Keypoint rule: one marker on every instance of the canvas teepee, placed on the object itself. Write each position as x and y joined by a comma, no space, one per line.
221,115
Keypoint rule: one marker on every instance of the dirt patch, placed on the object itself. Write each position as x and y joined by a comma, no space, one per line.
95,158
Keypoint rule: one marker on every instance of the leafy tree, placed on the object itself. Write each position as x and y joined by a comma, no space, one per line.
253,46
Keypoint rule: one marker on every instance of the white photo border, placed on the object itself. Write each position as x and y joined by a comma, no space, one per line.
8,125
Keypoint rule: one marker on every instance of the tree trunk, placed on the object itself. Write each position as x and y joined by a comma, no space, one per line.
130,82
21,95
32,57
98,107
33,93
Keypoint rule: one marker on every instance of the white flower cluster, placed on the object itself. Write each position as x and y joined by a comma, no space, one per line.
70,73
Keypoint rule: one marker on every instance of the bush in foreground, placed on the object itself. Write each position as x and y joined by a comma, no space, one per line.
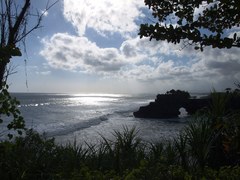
125,157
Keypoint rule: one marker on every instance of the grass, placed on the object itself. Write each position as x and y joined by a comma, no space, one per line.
207,148
125,157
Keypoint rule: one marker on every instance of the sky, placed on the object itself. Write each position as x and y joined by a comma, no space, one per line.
87,46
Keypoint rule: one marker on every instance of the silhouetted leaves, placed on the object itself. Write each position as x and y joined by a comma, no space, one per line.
177,20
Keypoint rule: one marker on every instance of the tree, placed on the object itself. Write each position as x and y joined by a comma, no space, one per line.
202,23
13,31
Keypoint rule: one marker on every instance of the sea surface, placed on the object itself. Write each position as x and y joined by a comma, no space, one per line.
87,117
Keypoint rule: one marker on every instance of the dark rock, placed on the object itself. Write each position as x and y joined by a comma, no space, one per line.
168,105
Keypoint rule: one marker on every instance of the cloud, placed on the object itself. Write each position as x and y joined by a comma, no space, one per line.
63,51
104,16
154,62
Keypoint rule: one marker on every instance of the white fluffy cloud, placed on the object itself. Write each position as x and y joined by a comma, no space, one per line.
136,59
67,52
105,16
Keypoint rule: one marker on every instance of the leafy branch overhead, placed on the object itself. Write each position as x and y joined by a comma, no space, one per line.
202,23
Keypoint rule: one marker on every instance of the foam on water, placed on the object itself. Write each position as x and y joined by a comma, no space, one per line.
85,116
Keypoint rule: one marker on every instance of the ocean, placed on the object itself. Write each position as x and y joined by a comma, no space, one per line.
87,117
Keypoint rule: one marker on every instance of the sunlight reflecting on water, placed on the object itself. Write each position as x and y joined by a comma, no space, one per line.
93,100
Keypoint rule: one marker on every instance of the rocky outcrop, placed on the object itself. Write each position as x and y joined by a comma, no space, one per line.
168,105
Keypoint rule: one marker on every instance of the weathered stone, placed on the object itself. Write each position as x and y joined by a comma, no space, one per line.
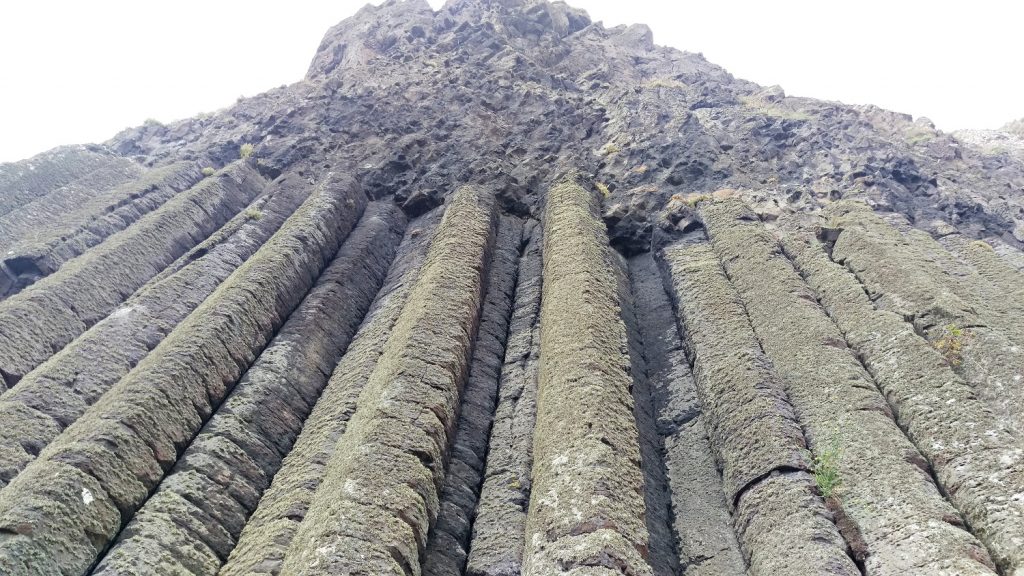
588,463
662,554
58,392
896,520
35,247
39,321
977,461
381,492
900,276
449,542
500,523
126,441
268,533
752,426
263,413
700,519
58,179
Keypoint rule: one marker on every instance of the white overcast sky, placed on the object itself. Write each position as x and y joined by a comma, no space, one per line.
80,71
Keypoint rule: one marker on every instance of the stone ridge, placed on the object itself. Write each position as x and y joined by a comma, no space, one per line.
498,290
382,487
589,463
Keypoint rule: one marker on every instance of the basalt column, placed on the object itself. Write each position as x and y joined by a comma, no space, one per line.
269,531
587,505
82,488
781,524
194,519
381,494
892,515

INSTRUCTIONS FOR THE TASK: Produce an exact copy of the lines from the one containing "Keypoint rule: one marker on every instance of the stone" through the final line of the data, both ends included, and only those.

REPLY:
Keypoint rule: one marker on every instance of the stone ridge, placed on the object itself. Write each position as x and y joined by a comma, no space, one per line.
498,290
382,487
589,463
Keypoint rule: one marker on every instance of the basalt column, placed on the object itself. Write each position as x and y joined by a comma, no space, one per line.
269,531
587,505
82,488
781,524
194,519
381,494
892,515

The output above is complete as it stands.